Write out only the lines from the start of the entries up to and including the line with "box: [0, 245, 18, 349]"; please skip the pictures.

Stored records
──────────────────────────────
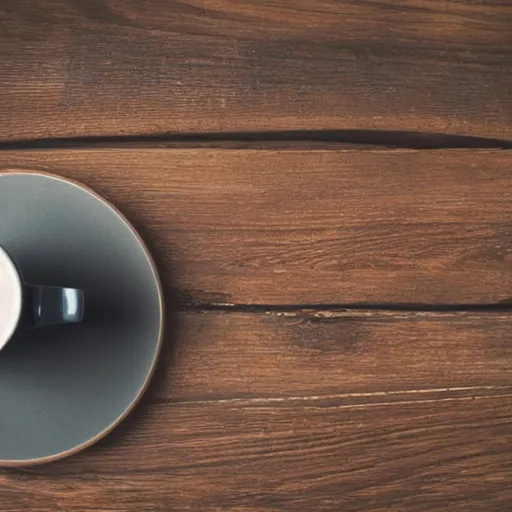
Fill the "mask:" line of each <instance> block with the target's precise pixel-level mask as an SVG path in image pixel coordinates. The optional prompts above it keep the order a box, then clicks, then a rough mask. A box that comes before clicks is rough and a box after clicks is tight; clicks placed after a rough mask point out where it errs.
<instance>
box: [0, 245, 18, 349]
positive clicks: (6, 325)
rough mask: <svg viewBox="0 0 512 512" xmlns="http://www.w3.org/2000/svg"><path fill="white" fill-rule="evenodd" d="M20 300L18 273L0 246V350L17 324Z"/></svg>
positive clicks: (7, 256) (2, 347)
mask: <svg viewBox="0 0 512 512" xmlns="http://www.w3.org/2000/svg"><path fill="white" fill-rule="evenodd" d="M22 302H23V299H22V284H21V278H20V275H19V274H18V270H17V269H16V266H15V265H14V262H13V261H12V260H11V258H10V256H9V255H8V254H7V252H6V251H5V250H4V249H3V248H2V247H1V246H0V350H1V349H2V348H3V347H4V346H5V345H6V344H7V342H8V341H9V340H10V339H11V337H12V335H13V334H14V331H15V330H16V327H17V326H18V322H19V320H20V316H21V310H22Z"/></svg>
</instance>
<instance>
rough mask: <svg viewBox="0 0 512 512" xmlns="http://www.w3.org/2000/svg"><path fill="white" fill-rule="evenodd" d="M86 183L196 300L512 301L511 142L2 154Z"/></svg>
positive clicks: (348, 300) (5, 166)
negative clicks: (326, 150) (473, 147)
mask: <svg viewBox="0 0 512 512" xmlns="http://www.w3.org/2000/svg"><path fill="white" fill-rule="evenodd" d="M0 167H2V168H34V169H41V170H46V171H51V172H56V173H60V174H62V175H64V176H68V177H70V178H74V179H77V180H79V181H82V182H84V183H86V184H88V185H90V186H92V187H93V188H95V189H96V190H97V191H98V192H100V193H103V194H104V195H105V196H106V197H107V198H109V199H111V200H112V201H113V202H114V203H115V204H116V205H117V206H118V207H119V208H120V209H121V210H122V211H123V212H125V213H126V214H127V215H128V217H129V218H130V219H131V220H132V221H133V222H134V224H135V226H136V227H137V228H139V229H140V230H141V232H142V234H143V235H144V236H145V238H146V239H147V240H148V241H149V242H150V245H151V247H152V248H153V249H154V253H155V255H156V256H157V260H158V263H159V266H160V269H161V271H162V274H163V276H164V281H165V283H166V285H167V287H168V291H169V293H171V289H170V288H171V284H172V287H173V288H174V289H176V290H177V292H178V293H179V295H180V300H181V302H182V303H186V304H263V305H266V304H277V305H280V304H353V303H363V304H372V305H373V304H389V303H394V304H404V303H408V304H410V303H420V304H435V305H440V304H441V305H442V304H451V305H454V304H455V305H457V304H461V305H466V304H481V303H494V302H502V303H510V297H511V293H512V292H511V290H512V272H511V271H510V269H511V268H512V245H511V233H512V174H511V173H510V169H511V168H512V152H510V151H490V150H482V151H474V150H443V151H406V150H401V151H387V150H386V151H384V150H382V151H278V150H275V151H271V150H269V151H265V150H261V151H258V150H255V151H236V150H206V149H203V150H201V149H198V150H192V149H190V150H183V151H181V150H164V149H162V150H157V149H155V150H133V151H130V150H75V151H73V150H62V151H18V152H17V151H3V152H0Z"/></svg>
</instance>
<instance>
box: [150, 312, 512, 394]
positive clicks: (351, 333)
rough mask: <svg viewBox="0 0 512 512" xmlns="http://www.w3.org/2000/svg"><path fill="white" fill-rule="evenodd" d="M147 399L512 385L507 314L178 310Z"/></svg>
mask: <svg viewBox="0 0 512 512" xmlns="http://www.w3.org/2000/svg"><path fill="white" fill-rule="evenodd" d="M177 328H178V331H179V336H176V330H173V331H170V332H168V335H167V337H166V340H165V343H166V349H165V351H164V356H163V363H162V365H163V366H164V367H165V368H166V369H167V371H165V372H162V373H164V375H162V376H161V380H159V384H158V386H157V387H155V389H154V390H153V391H152V392H151V393H150V400H151V401H153V402H162V401H176V400H192V399H194V400H198V399H204V400H206V399H207V400H215V399H226V398H233V397H238V398H276V397H290V396H291V397H298V398H300V397H307V396H317V395H325V396H326V395H334V396H339V395H343V396H348V395H354V396H353V397H359V398H360V399H362V400H364V399H365V395H368V397H370V398H371V397H374V396H375V395H379V394H382V393H384V394H385V393H390V394H393V393H395V392H400V391H404V390H407V392H408V394H409V395H410V396H416V395H420V396H421V395H422V394H424V393H427V392H432V391H434V390H443V389H447V388H450V389H454V388H457V389H461V390H462V389H464V388H468V389H470V390H474V391H478V390H479V389H481V388H486V387H488V386H490V387H491V388H493V387H496V388H500V387H502V386H512V379H511V375H512V334H511V333H512V314H510V313H494V314H492V313H433V312H431V313H398V312H370V311H314V312H312V311H310V312H308V311H303V312H294V313H291V312H286V313H285V312H267V313H250V312H243V313H223V312H204V313H192V312H190V313H182V314H180V315H179V317H178V322H177Z"/></svg>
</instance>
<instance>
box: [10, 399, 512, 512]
mask: <svg viewBox="0 0 512 512" xmlns="http://www.w3.org/2000/svg"><path fill="white" fill-rule="evenodd" d="M511 422H512V399H511V398H510V397H505V396H503V397H501V398H500V397H492V398H486V397H479V398H476V399H471V398H470V399H468V398H462V399H457V398H454V399H451V398H446V399H444V400H433V401H432V400H430V399H428V398H426V399H423V400H419V401H417V402H411V401H398V402H396V403H391V404H382V403H379V404H366V405H364V406H352V405H348V406H347V405H346V404H344V403H342V402H329V401H327V402H326V401H322V400H311V401H310V402H306V403H295V402H286V401H285V402H283V403H268V404H263V403H259V402H258V403H251V402H249V403H246V404H239V403H234V404H230V403H223V404H216V403H210V404H204V403H197V404H196V403H189V404H176V405H172V406H171V405H168V404H167V405H158V406H152V407H149V408H147V409H146V410H145V411H144V414H143V415H142V417H140V418H139V421H138V422H137V423H136V424H133V425H131V427H127V428H126V429H125V430H124V432H123V433H119V432H118V433H116V434H115V435H114V436H111V437H110V438H109V439H108V440H107V441H104V442H102V443H101V444H100V445H98V446H96V447H94V448H92V449H90V450H88V451H87V452H85V453H84V454H81V455H78V456H76V457H74V458H72V459H69V460H68V461H64V462H60V463H56V464H52V465H50V466H46V467H40V468H34V469H31V470H25V471H5V470H4V471H0V503H1V504H2V512H18V511H20V510H34V511H35V510H37V511H38V512H55V511H56V510H62V511H79V510H80V511H85V510H87V511H92V510H94V511H98V512H99V511H102V512H103V511H107V510H111V511H114V510H115V511H117V512H121V511H123V512H125V511H141V512H144V511H147V512H155V511H159V512H164V511H169V510H175V511H182V510H183V511H184V510H205V511H212V512H213V511H220V510H226V511H232V512H235V511H236V512H241V511H244V512H277V511H292V510H305V511H317V510H325V511H336V512H337V511H340V510H344V511H352V512H355V511H361V512H362V511H365V512H366V511H368V510H372V511H374V512H377V511H378V512H388V511H391V510H396V511H399V510H400V511H401V510H409V511H412V510H414V511H415V512H416V511H418V512H420V511H421V512H427V511H439V510H443V509H448V508H449V509H450V510H452V511H460V512H463V511H464V512H466V511H468V510H471V511H472V512H478V511H483V512H487V511H504V510H507V509H508V507H509V505H510V502H511V498H512V495H511V491H510V485H509V484H510V474H511V470H512V465H511V461H512V451H511V447H512V429H511V428H510V425H511Z"/></svg>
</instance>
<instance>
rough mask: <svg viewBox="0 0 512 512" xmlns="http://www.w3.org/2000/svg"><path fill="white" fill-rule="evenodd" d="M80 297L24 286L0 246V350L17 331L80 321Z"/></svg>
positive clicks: (24, 283) (20, 278)
mask: <svg viewBox="0 0 512 512" xmlns="http://www.w3.org/2000/svg"><path fill="white" fill-rule="evenodd" d="M83 315H84V294H83V292H82V290H77V289H75V288H61V287H58V286H37V285H28V284H26V283H24V282H23V279H22V276H21V273H20V271H19V270H18V267H17V266H16V263H15V262H14V260H13V259H12V258H11V257H10V256H9V254H8V253H7V251H6V250H5V249H4V248H3V247H1V246H0V350H2V348H4V347H5V345H6V344H7V342H8V341H9V340H10V339H11V338H12V337H13V336H14V333H15V332H16V331H17V330H18V329H26V328H28V329H30V328H35V327H42V326H46V325H53V324H60V323H77V322H81V321H82V319H83Z"/></svg>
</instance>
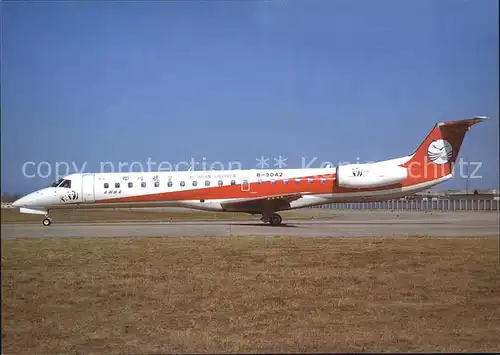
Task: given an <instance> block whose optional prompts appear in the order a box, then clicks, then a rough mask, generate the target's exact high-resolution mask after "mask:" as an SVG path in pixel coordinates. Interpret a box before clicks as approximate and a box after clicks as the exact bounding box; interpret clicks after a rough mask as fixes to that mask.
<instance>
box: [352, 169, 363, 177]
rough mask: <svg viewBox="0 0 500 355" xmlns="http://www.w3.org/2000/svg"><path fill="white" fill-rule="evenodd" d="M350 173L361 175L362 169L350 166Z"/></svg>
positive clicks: (353, 175) (353, 174) (357, 175)
mask: <svg viewBox="0 0 500 355" xmlns="http://www.w3.org/2000/svg"><path fill="white" fill-rule="evenodd" d="M352 175H353V176H362V175H363V170H361V169H360V168H352Z"/></svg>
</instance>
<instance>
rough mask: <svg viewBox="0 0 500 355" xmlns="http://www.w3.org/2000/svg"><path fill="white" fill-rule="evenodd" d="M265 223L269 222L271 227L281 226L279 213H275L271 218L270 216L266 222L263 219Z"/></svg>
mask: <svg viewBox="0 0 500 355" xmlns="http://www.w3.org/2000/svg"><path fill="white" fill-rule="evenodd" d="M263 221H264V222H269V224H270V225H272V226H279V225H280V224H281V221H282V219H281V216H280V215H279V214H277V213H273V214H272V215H271V216H269V219H268V220H267V221H266V220H264V219H263Z"/></svg>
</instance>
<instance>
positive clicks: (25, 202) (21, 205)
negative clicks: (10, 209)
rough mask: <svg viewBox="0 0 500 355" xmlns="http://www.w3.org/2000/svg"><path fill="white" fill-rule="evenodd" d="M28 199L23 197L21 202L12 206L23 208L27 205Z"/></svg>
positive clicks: (19, 200) (16, 201)
mask: <svg viewBox="0 0 500 355" xmlns="http://www.w3.org/2000/svg"><path fill="white" fill-rule="evenodd" d="M26 202H27V201H26V197H21V198H20V199H19V200H16V201H14V202H12V206H14V207H22V206H24V205H25V204H26Z"/></svg>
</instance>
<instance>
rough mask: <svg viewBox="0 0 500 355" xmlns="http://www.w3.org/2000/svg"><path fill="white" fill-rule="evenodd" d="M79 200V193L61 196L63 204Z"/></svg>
mask: <svg viewBox="0 0 500 355" xmlns="http://www.w3.org/2000/svg"><path fill="white" fill-rule="evenodd" d="M76 200H78V193H77V192H76V191H73V190H72V191H69V192H68V193H66V194H65V195H64V196H61V202H70V201H76Z"/></svg>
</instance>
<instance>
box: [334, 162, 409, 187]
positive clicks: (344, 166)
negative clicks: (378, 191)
mask: <svg viewBox="0 0 500 355" xmlns="http://www.w3.org/2000/svg"><path fill="white" fill-rule="evenodd" d="M407 177H408V170H407V169H406V168H403V167H401V166H377V165H373V164H351V165H341V166H338V167H337V185H338V186H340V187H347V188H356V189H361V188H368V187H379V186H386V185H392V184H397V183H399V182H402V181H404V180H406V178H407Z"/></svg>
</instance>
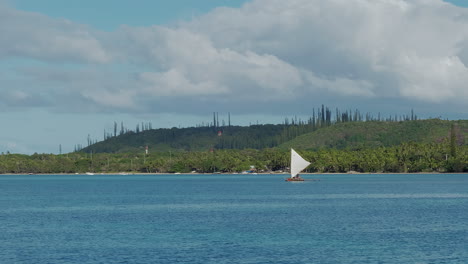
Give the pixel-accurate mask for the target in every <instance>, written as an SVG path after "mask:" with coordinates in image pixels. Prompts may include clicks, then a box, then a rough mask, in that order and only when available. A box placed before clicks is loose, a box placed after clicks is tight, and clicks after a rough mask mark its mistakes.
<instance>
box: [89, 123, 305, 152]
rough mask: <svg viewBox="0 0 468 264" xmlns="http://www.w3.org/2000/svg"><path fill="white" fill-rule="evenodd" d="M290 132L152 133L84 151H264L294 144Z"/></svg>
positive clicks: (125, 138)
mask: <svg viewBox="0 0 468 264" xmlns="http://www.w3.org/2000/svg"><path fill="white" fill-rule="evenodd" d="M287 130H288V126H285V125H253V126H248V127H241V126H226V127H192V128H171V129H151V130H146V131H142V132H139V133H136V132H129V133H125V134H123V135H120V136H116V137H111V138H108V139H106V140H104V141H101V142H98V143H95V144H92V145H90V146H88V147H86V148H84V149H82V151H83V152H93V153H126V152H142V151H144V148H145V147H146V146H148V148H149V150H150V151H151V152H154V151H156V152H165V151H206V150H209V149H246V148H253V149H264V148H271V147H276V146H278V145H279V144H281V143H283V142H286V141H287V140H290V139H291V138H292V137H284V136H282V134H283V133H284V131H287ZM302 130H303V132H302V133H305V132H308V131H306V130H305V129H302ZM219 133H221V134H219Z"/></svg>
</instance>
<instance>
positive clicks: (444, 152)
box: [0, 137, 468, 174]
mask: <svg viewBox="0 0 468 264" xmlns="http://www.w3.org/2000/svg"><path fill="white" fill-rule="evenodd" d="M298 151H299V153H300V154H301V155H302V156H303V157H304V158H305V159H306V160H309V161H310V162H311V163H312V164H311V165H310V166H309V167H308V168H307V169H306V172H311V173H347V172H352V171H355V172H361V173H415V172H468V145H462V146H459V145H457V144H455V143H454V142H453V137H452V139H450V138H447V140H445V141H444V142H441V143H403V144H401V145H398V146H391V147H378V148H367V149H359V150H355V149H354V150H353V149H342V150H339V149H320V150H317V151H311V150H309V151H306V150H298ZM289 155H290V154H289V150H284V149H277V148H267V149H262V150H257V149H243V150H236V149H225V150H209V151H176V152H173V151H170V152H160V153H150V154H148V155H147V154H144V153H140V154H135V153H133V154H132V153H123V154H111V153H82V152H77V153H69V154H63V155H53V154H33V155H20V154H2V155H0V173H3V174H5V173H20V174H27V173H84V172H94V173H119V172H126V173H137V172H138V173H175V172H180V173H190V172H197V173H214V172H220V173H240V172H242V171H245V170H248V169H249V168H251V166H254V167H255V168H256V170H257V171H258V172H287V171H288V169H289V168H288V167H289V163H290V157H289Z"/></svg>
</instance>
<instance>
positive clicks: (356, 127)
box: [81, 119, 468, 153]
mask: <svg viewBox="0 0 468 264" xmlns="http://www.w3.org/2000/svg"><path fill="white" fill-rule="evenodd" d="M452 124H453V125H454V128H455V132H456V137H457V143H458V145H464V144H467V143H468V120H458V121H447V120H440V119H428V120H407V121H399V122H395V121H392V122H389V121H366V122H364V121H361V122H342V123H336V124H327V125H322V126H318V125H316V124H315V123H313V124H311V123H298V124H280V125H252V126H246V127H242V126H224V127H192V128H170V129H149V130H145V131H141V132H138V133H136V132H132V131H130V132H128V133H125V134H122V135H118V136H115V137H110V138H107V139H106V140H104V141H101V142H97V143H95V144H91V145H90V146H88V147H86V148H83V149H82V150H81V151H83V152H88V153H89V152H93V153H137V152H143V151H144V148H145V147H146V146H148V147H149V149H150V151H152V152H167V151H208V150H210V149H265V148H275V147H278V148H289V147H294V148H298V149H309V150H313V149H321V148H334V149H346V148H351V149H356V148H357V149H359V148H375V147H379V146H385V147H389V146H397V145H400V144H402V143H404V142H416V143H438V142H439V143H440V142H442V141H444V140H447V139H448V138H449V135H450V131H451V126H452Z"/></svg>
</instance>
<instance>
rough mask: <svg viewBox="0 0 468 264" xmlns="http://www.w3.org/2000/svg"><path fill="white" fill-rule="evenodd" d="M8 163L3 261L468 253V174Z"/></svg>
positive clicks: (0, 252)
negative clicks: (358, 172)
mask: <svg viewBox="0 0 468 264" xmlns="http://www.w3.org/2000/svg"><path fill="white" fill-rule="evenodd" d="M303 176H304V177H305V178H309V179H310V178H320V181H310V182H302V183H288V182H285V181H284V179H283V178H284V177H286V175H277V174H276V175H260V174H259V175H240V174H239V175H220V174H214V175H208V174H206V175H93V176H90V175H0V263H28V264H29V263H418V264H419V263H466V260H467V259H468V175H466V174H395V175H392V174H352V175H348V174H343V175H303Z"/></svg>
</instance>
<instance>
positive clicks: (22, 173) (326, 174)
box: [0, 172, 468, 177]
mask: <svg viewBox="0 0 468 264" xmlns="http://www.w3.org/2000/svg"><path fill="white" fill-rule="evenodd" d="M88 173H91V174H88ZM386 174H389V175H390V174H397V175H400V174H401V175H417V174H434V175H437V174H440V175H443V174H468V172H353V173H347V172H337V173H334V172H333V173H331V172H324V173H301V175H386ZM19 175H24V176H26V175H27V176H35V175H38V176H41V175H54V176H55V175H56V176H59V175H63V176H68V175H70V176H71V175H76V176H98V175H120V176H131V175H289V173H275V172H272V173H268V172H259V173H190V172H189V173H143V172H102V173H101V172H85V173H5V174H3V173H0V177H1V176H19Z"/></svg>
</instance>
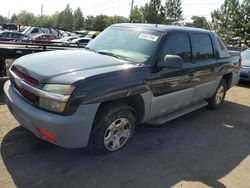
──────────────────────────────
-- SOLUTION FOR THIS EXERCISE --
Fill the "mask:" line of each <instance> block with the target's precise pixel-level mask as an SVG path in image pixel coordinates. The optional prompts above it keep the order a box, then clicks, then a rough mask. A box that comes before clicks is rough and a box after clicks is tight; clicks placed after a rough mask point out where it errs.
<instance>
box: [0, 245, 18, 349]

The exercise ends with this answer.